(Work to do) Rewrite every line of the entries below as a Markdown table with the columns Row and Entry line. Number the rows in sequence and omit any blank lines.

(Material for this task)
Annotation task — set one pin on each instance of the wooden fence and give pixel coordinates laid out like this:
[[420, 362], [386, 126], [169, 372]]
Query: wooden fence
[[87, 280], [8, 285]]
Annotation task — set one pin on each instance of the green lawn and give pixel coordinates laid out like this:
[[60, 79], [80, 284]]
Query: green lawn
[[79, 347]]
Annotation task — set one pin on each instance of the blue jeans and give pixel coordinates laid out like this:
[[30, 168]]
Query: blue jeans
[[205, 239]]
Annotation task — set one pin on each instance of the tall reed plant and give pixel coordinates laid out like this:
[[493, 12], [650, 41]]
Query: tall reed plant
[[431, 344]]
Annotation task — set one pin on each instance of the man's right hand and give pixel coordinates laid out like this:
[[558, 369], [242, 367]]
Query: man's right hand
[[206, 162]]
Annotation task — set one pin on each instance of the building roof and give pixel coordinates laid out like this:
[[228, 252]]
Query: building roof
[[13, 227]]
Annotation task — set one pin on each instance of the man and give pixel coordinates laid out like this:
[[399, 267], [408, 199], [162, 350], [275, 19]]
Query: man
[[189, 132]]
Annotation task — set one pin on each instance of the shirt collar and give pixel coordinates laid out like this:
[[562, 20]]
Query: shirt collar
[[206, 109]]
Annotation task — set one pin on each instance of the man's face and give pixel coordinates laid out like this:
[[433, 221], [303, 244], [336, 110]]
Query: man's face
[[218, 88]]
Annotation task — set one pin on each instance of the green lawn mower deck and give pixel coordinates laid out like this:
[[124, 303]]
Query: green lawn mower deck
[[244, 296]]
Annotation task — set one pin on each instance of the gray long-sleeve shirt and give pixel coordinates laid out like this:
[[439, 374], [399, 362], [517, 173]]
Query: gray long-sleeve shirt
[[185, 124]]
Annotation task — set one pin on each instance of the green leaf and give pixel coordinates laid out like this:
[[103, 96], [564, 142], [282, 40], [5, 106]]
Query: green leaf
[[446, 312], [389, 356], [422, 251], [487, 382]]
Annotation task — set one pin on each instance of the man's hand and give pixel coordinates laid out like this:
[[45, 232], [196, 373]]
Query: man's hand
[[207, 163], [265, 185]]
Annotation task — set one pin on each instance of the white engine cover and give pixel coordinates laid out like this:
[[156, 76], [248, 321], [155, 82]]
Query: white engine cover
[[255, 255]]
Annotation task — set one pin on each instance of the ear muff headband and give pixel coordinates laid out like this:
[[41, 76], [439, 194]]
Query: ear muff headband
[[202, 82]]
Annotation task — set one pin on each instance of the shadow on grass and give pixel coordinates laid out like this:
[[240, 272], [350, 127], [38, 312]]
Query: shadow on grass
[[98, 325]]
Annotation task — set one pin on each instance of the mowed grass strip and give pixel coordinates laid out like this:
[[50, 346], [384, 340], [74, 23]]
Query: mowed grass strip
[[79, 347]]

(Correct response)
| Row | Entry line |
|---|---|
| 1 | Annotation task — set one pin on each instance of the wooden fence and give pixel coordinates laid out like this: |
| 2 | [[420, 362], [386, 126], [169, 372]] |
| 3 | Query: wooden fence |
| 4 | [[87, 280], [8, 285]] |
| 5 | Annotation task — set one pin on each instance of the green lawn and give pixel coordinates laid out like this: |
| 6 | [[60, 79], [80, 284]] |
| 7 | Query: green lawn |
| 8 | [[79, 347]] |
| 9 | Annotation task — set one pin on each instance of the blue jeans and give pixel coordinates laid out like this: |
| 10 | [[30, 168]] |
| 11 | Query: blue jeans |
| 12 | [[205, 239]] |
| 13 | Annotation task — set one pin on each instance of the tall reed plant and give pixel coordinates laid out like this: |
| 14 | [[493, 12], [650, 41]] |
| 15 | Query: tall reed plant |
| 16 | [[431, 344]] |
| 17 | Annotation task — set one pin on each instance of the man's right hand and give pixel coordinates laid out like this: |
| 18 | [[558, 369], [242, 367]] |
| 19 | Query: man's right hand |
| 20 | [[206, 162]] |
| 21 | Annotation task — set one pin on each instance of the building roof and give pixel coordinates laid out like this: |
| 22 | [[228, 252]] |
| 23 | Query: building roof |
| 24 | [[13, 227]] |
| 25 | Annotation task — set one pin on each instance of the man and give pixel coordinates laid out like this: |
| 26 | [[399, 267], [408, 199], [162, 350], [275, 19]] |
| 27 | Query: man |
| 28 | [[189, 132]] |
| 29 | Annotation task — set one pin on each instance of the shirt collar and give pixel coordinates laid out like this: |
| 30 | [[562, 20]] |
| 31 | Query: shirt collar |
| 32 | [[206, 109]] |
| 33 | Annotation task — set one pin on each instance of the man's face and give pixel coordinates laid out like this: |
| 34 | [[433, 221], [303, 244], [336, 110]] |
| 35 | Query: man's face |
| 36 | [[218, 88]] |
| 37 | Annotation task — set one pin on each instance of the green lawn mower deck and give pixel coordinates laid out like this: |
| 38 | [[124, 303]] |
| 39 | Query: green lawn mower deck |
| 40 | [[244, 296]] |
| 41 | Annotation task — set one pin on each instance of the gray long-sleeve shirt and give pixel coordinates laid out like this: |
| 42 | [[439, 374], [399, 362], [517, 173]] |
| 43 | Query: gray long-sleeve shirt |
| 44 | [[185, 124]] |
| 45 | Annotation task — set one pin on each instance of the green leaf and give pixel coordinates laid out like this: |
| 46 | [[103, 96], [564, 142], [282, 40], [5, 106]] |
| 47 | Query: green leaf |
| 48 | [[446, 312], [389, 356], [422, 251], [487, 382]] |
| 49 | Annotation task — set one pin on each instance of the man's hand and give pixel coordinates laid out like this: |
| 50 | [[45, 232], [196, 373]] |
| 51 | Query: man's hand |
| 52 | [[207, 163], [265, 185]] |
| 53 | Annotation task — set one pin on each instance of the white engine cover and give pixel coordinates laid out like this: |
| 54 | [[156, 76], [248, 321], [155, 82]] |
| 55 | Query: white engine cover |
| 56 | [[255, 255]] |
| 57 | Annotation task — set one pin on each instance of the ear muff headband and give pixel coordinates laid out like this: |
| 58 | [[41, 76], [439, 194]] |
| 59 | Query: ear muff headband |
| 60 | [[202, 82]] |
| 61 | Annotation task — set one pin on each instance of the shadow on grass and give pixel coordinates laid out like this: |
| 62 | [[240, 272], [350, 127], [38, 312]] |
| 63 | Query: shadow on grass |
| 64 | [[98, 325]] |
| 65 | Annotation task — set one pin on each instance of the mowed grass strip and give pixel coordinates laid out like this: |
| 66 | [[50, 346], [384, 340], [74, 23]] |
| 67 | Query: mowed grass strip |
| 68 | [[79, 347]] |